Therefore, we aim here at raising the awareness of stakeholders (and of society as a whole) to the benefits of using radar networks for monitoring aerial migrations. To this end, we outline the services and disservices of aerial migrants for human well-being and ecosystem functioning and provide examples of how radars are currently used to monitor aerial movements. Furthermore, we highlight the challenges that need to be addressed regarding future extensions, which require joint efforts by meteorologists and ecologists, radar and signal-processing engineers, and information scientists.

Services and disservices of aerial migrants

Migrations involve immense numbers of individuals and constitute massive shifts of biomass that influence communities and ecosystems through the transport of nutrients, energy, or other organisms and through trophic interactions (Bauer and Hoye 2014, Hu et al. 2016). The sheer presence of migrants may create human–wildlife conflicts; their transport and trophic effects may be essential and economically beneficial but can also pose health risks or inflict damage.

Examples of the multitude of highly desirable services include Brazilian free-tailed bats (Tadarida braziliensis), which consume large quantities of migrant moths, such as corn earworm (Helicoverpa zea), one of the most important agricultural pests in North America (Boyles et al. 2011). Migratory bats have also long been acknowledged for their pollination services (of, e.g., columnar cacti and agave), which play vitally important roles in the plants’ fruit production (Fleming and Valiente-Banuet 2002, Kunz et al. 2011). Similarly, migratory birds can enhance the dispersal of plant seeds or small invertebrates and therefore increase the genetic exchange between (fragmented) populations and potentially assist with ecosystem recovery (van Leeuwen et al. 2012, Viana et al. 2016). Among other ecosystem services, migratory bogong moths (Agrotis infusa) are an important food source for wildlife and aboriginal people in Australia (Green 2011). Although the overall economic benefit of these services is difficult to estimate, the value of, for example, Brazilian free-tailed bats to the agricultural industry in terms of crop damage avoided and reduction in pesticide use amounts to billions of dollars per year (Boyles et al. 2011).

In contrast to these services, migrants can also directly inflict harm or damage, either by feeding on crops or by affecting important ecosystem functions. For instance, a square-kilometer-sized swarm of locusts (e.g., Schistocerca gregaria) contains about 40 million individuals that will eat the same amount of food per day as about 35,000 people (www.fao.org/ag/locusts/en/info/info/faq). Similarly, many migratory goose populations have thrived over the past decades, and their foraging is increasingly causing conflicts with agriculture and raising concern for the functioning of their Arctic breeding grounds as a global carbon sink (Van Der Wal et al. 2007).

#####

List every scientific species name that appears in the extract on aerial migrants.

Dataset items
#####

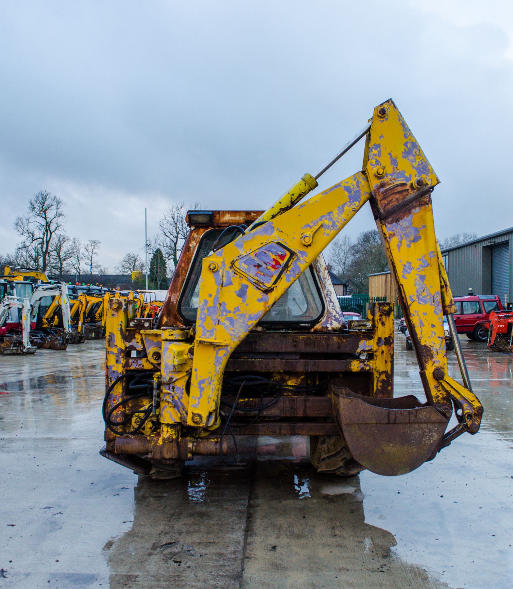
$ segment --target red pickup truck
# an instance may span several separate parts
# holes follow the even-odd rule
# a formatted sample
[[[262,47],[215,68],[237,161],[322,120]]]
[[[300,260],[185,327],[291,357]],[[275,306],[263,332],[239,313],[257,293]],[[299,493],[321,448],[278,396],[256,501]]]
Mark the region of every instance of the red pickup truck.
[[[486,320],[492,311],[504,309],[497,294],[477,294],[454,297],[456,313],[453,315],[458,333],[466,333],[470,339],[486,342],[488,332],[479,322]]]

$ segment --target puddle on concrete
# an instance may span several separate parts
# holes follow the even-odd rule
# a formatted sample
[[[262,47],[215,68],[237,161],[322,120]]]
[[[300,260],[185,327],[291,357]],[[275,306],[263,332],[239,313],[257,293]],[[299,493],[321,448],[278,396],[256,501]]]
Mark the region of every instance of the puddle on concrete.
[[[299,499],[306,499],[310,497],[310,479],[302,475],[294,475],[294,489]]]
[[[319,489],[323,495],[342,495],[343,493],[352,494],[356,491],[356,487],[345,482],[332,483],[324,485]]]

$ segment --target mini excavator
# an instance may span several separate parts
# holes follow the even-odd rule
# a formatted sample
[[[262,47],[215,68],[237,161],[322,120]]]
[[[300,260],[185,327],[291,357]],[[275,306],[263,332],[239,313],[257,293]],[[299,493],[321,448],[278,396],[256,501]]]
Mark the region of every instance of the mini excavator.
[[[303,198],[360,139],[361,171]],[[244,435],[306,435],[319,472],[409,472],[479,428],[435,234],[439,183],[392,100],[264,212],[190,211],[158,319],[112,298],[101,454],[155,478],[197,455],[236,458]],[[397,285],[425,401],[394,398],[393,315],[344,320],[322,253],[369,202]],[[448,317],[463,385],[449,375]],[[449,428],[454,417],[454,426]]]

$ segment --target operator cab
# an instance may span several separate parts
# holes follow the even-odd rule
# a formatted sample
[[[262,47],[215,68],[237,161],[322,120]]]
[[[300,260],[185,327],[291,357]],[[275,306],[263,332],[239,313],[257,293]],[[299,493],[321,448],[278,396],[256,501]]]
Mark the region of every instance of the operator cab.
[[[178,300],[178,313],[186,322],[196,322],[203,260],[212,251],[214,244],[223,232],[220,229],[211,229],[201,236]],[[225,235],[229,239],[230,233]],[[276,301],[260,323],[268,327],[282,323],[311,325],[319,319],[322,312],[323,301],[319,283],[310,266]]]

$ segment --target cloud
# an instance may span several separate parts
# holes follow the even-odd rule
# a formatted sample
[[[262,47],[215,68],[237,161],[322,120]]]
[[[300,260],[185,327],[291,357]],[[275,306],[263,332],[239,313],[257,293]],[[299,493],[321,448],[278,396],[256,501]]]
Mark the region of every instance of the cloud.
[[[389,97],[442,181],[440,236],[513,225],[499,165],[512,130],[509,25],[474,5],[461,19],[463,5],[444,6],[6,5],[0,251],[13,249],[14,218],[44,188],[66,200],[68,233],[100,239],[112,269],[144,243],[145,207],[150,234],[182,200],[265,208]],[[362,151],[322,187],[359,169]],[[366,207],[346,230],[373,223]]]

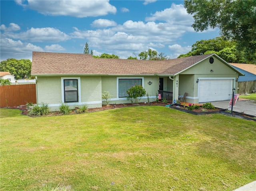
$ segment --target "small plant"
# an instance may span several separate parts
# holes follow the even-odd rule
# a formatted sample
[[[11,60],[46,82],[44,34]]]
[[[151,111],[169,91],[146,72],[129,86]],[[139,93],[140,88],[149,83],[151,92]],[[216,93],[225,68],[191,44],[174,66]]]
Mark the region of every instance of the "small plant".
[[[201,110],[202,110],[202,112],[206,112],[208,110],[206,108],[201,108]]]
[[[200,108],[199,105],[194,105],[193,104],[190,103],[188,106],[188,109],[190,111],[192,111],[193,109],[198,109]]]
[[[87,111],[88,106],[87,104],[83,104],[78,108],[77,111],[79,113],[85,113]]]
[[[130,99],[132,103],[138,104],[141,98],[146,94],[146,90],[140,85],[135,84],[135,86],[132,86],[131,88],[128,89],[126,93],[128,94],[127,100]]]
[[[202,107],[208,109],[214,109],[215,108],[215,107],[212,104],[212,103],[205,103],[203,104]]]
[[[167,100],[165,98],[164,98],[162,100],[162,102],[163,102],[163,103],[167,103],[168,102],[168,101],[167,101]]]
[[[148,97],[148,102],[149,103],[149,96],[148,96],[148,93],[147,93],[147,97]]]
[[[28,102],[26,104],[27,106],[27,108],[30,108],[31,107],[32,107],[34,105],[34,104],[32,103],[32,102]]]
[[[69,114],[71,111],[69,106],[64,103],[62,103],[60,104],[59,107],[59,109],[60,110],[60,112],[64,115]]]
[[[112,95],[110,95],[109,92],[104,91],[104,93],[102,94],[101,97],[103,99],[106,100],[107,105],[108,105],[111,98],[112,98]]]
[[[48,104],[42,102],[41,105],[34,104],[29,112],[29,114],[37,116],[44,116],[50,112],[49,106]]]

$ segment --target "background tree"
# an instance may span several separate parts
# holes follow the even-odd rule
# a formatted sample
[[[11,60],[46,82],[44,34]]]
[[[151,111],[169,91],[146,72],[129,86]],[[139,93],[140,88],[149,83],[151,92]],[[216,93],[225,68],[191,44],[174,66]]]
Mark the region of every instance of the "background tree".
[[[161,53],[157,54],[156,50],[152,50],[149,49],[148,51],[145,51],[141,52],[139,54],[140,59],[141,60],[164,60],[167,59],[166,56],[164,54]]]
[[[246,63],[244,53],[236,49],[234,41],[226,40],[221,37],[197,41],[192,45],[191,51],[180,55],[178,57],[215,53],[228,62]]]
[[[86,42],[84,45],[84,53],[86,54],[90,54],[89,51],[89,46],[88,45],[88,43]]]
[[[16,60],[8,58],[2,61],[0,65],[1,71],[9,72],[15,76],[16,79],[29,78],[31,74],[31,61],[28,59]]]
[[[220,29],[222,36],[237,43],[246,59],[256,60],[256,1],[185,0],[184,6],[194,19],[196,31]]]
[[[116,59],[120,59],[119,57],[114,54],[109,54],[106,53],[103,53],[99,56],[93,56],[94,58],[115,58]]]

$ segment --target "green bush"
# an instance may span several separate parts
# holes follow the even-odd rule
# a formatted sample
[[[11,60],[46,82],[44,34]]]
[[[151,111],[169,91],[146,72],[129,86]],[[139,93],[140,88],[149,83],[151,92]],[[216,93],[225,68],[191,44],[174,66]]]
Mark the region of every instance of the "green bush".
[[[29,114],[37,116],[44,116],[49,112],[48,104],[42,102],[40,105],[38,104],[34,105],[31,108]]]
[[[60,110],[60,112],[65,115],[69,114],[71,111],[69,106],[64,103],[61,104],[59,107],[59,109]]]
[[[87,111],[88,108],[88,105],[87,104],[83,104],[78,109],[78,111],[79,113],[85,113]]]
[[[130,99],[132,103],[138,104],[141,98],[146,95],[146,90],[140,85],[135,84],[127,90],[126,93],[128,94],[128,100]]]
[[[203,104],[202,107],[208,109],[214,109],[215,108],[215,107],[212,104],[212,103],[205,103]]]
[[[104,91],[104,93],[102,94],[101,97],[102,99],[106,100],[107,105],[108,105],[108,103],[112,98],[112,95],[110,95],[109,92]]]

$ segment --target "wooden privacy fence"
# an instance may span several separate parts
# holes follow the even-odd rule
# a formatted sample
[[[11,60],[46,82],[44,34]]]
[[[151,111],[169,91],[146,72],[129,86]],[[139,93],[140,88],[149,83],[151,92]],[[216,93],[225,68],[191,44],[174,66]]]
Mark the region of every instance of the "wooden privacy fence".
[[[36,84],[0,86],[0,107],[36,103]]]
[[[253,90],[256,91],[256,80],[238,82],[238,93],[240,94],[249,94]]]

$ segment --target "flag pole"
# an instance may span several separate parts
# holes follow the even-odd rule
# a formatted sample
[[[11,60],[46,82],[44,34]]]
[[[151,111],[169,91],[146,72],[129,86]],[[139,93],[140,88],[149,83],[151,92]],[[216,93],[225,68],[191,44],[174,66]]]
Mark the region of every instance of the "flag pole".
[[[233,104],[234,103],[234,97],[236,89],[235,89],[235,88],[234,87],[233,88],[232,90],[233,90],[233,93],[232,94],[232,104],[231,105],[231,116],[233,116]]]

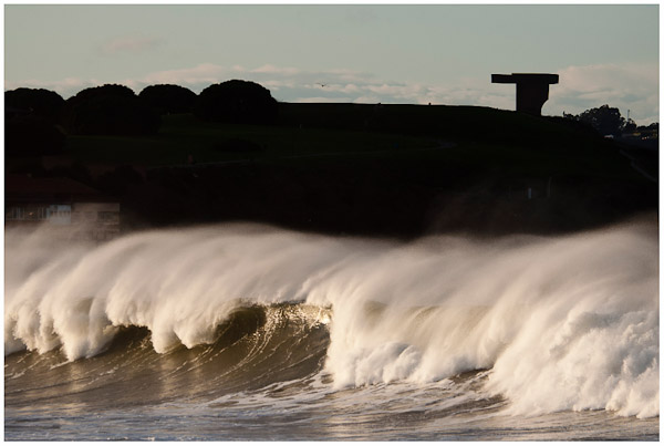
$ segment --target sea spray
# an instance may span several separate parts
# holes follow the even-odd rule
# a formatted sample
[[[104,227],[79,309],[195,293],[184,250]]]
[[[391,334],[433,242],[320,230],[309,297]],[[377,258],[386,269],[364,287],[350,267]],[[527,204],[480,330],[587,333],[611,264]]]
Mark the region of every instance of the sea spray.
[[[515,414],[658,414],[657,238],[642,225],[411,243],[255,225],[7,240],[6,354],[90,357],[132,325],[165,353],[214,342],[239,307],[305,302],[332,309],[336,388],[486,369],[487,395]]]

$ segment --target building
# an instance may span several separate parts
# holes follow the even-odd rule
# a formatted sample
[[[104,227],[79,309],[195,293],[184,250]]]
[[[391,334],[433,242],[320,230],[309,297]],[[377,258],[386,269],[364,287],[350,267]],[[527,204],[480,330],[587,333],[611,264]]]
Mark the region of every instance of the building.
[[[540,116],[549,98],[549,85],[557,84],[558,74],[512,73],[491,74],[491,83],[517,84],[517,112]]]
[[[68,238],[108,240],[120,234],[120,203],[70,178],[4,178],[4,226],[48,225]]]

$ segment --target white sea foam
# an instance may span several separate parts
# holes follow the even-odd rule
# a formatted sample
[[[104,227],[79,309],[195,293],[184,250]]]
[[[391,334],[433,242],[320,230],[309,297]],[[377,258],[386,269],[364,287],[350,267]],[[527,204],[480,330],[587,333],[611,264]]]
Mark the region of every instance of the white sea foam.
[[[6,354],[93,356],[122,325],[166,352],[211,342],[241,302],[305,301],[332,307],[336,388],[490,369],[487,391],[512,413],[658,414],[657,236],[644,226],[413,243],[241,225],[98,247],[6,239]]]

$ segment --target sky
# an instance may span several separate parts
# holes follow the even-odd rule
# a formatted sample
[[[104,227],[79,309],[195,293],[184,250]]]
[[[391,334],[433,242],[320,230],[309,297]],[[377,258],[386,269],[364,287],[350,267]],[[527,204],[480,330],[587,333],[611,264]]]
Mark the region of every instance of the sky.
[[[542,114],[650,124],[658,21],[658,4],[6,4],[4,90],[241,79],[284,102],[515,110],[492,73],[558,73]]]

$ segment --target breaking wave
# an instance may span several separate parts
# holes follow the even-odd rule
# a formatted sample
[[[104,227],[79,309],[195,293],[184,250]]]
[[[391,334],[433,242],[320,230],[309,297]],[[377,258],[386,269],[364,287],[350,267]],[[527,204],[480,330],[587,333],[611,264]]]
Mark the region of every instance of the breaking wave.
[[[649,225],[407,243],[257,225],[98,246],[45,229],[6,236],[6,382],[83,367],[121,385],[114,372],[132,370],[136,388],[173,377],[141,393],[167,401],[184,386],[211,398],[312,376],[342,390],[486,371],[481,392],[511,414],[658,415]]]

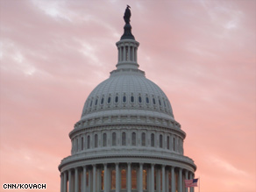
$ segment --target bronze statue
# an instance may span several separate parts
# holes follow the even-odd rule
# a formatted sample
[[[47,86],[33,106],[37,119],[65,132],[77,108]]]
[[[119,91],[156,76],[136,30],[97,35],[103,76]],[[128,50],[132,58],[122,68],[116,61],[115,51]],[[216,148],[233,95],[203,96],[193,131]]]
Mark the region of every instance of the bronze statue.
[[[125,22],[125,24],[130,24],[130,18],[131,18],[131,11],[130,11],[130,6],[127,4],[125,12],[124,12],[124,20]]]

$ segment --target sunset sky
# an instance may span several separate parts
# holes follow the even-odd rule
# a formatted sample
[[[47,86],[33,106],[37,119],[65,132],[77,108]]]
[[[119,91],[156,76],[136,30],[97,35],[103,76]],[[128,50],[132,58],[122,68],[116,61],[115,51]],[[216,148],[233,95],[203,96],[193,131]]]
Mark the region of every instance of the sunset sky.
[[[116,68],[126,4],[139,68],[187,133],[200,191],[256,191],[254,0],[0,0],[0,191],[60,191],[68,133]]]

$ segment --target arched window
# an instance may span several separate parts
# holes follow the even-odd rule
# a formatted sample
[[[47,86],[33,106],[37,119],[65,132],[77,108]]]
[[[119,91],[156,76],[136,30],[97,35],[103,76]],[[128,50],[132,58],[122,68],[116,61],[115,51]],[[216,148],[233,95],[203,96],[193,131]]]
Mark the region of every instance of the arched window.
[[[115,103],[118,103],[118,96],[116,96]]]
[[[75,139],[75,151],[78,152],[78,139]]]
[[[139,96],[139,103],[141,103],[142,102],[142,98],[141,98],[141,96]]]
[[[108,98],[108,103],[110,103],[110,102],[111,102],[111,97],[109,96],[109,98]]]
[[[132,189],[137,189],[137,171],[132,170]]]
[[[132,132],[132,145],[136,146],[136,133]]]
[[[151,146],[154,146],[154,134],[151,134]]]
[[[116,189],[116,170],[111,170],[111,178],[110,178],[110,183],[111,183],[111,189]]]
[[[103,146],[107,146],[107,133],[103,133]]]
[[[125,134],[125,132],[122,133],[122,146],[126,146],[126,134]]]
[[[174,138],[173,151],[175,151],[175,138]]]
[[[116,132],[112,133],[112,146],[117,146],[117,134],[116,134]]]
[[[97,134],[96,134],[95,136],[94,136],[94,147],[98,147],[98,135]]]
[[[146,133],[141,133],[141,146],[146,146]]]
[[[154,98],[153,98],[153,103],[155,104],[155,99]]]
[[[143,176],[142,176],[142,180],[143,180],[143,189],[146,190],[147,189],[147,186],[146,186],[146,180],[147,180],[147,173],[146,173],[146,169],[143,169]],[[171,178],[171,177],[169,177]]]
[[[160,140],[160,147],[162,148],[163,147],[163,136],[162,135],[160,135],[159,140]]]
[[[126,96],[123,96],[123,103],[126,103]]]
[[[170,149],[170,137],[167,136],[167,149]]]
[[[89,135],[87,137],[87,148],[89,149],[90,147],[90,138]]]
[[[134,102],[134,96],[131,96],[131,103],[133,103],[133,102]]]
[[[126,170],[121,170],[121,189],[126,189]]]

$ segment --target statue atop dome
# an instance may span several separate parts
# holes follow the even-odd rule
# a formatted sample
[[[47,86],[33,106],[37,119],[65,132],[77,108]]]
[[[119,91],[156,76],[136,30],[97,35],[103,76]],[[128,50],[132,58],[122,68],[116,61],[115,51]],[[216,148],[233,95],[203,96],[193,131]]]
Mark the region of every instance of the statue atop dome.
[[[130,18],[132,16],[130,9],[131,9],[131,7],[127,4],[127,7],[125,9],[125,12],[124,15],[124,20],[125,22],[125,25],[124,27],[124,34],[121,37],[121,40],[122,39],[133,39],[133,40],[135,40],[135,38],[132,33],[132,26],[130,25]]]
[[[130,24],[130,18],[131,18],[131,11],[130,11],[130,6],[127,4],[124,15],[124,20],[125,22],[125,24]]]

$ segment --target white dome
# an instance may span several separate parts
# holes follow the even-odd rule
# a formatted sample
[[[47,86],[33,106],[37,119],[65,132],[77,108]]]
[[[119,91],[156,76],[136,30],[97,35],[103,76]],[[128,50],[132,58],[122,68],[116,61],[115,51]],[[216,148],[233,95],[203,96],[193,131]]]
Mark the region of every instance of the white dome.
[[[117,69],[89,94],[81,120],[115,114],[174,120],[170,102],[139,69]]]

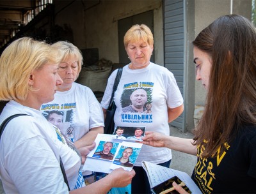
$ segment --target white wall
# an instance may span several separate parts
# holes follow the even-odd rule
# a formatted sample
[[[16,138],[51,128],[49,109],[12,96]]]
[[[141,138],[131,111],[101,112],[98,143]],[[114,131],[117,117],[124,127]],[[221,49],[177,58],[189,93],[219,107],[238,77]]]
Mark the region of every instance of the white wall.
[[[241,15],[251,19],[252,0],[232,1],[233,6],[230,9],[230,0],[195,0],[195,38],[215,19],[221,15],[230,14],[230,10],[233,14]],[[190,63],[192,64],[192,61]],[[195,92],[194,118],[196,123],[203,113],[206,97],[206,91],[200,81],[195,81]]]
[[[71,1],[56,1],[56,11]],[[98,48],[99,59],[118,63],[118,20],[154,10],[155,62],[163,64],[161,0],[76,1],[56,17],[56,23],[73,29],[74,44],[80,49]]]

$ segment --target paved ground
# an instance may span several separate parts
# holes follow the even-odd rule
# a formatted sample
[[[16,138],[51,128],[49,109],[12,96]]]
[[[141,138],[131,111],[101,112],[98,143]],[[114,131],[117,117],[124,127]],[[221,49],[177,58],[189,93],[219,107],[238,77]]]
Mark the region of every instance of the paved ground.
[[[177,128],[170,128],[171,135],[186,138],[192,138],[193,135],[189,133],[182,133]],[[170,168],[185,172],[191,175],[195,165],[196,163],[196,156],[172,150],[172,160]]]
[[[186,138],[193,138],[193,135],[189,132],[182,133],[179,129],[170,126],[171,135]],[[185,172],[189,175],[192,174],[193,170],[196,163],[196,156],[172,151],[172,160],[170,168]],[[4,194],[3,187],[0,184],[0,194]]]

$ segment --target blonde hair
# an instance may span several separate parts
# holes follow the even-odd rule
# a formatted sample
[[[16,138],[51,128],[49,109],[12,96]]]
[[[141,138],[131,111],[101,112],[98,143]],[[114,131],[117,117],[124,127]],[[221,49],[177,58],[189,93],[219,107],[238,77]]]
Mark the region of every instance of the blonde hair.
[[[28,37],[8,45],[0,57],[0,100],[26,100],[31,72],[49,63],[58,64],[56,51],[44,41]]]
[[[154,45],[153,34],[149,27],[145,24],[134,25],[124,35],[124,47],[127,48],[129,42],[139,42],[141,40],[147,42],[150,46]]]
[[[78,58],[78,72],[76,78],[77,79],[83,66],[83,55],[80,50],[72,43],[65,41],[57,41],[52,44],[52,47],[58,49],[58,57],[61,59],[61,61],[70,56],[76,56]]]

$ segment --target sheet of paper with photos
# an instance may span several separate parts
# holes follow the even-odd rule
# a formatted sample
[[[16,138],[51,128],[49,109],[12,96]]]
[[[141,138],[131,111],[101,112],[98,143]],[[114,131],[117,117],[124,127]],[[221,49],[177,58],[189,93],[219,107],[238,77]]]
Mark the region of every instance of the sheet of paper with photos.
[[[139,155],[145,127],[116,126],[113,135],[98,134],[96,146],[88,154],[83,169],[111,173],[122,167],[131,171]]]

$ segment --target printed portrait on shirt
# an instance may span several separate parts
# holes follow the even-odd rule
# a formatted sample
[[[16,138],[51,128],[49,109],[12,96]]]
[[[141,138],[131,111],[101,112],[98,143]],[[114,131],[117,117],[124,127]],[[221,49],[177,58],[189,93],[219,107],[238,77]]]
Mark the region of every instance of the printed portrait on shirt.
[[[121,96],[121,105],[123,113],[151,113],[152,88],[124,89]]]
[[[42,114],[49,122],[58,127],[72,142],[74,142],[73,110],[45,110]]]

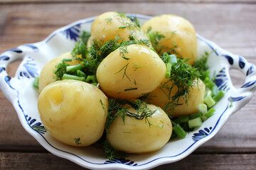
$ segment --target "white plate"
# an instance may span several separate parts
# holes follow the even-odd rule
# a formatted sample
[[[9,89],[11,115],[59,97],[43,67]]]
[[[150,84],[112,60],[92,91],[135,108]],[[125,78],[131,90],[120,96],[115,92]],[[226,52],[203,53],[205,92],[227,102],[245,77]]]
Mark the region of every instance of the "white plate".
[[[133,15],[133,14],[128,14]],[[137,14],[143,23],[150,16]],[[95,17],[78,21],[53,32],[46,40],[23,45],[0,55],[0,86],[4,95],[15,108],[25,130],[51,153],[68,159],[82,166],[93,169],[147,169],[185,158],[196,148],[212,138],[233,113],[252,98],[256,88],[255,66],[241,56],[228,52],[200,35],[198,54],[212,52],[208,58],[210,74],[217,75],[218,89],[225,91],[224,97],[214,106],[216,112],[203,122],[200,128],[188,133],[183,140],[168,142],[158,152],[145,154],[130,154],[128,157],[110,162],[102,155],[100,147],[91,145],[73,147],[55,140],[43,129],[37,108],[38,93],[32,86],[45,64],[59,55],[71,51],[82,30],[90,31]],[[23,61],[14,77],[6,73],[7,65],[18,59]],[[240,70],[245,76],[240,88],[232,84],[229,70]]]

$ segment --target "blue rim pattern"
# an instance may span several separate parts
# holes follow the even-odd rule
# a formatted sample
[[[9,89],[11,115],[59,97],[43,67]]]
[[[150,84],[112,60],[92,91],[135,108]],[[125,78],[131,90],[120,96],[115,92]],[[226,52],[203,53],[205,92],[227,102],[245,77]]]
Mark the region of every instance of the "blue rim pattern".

#####

§ RESULT
Tadarida braziliensis
Helicoverpa zea
Agrotis infusa
Schistocerca gregaria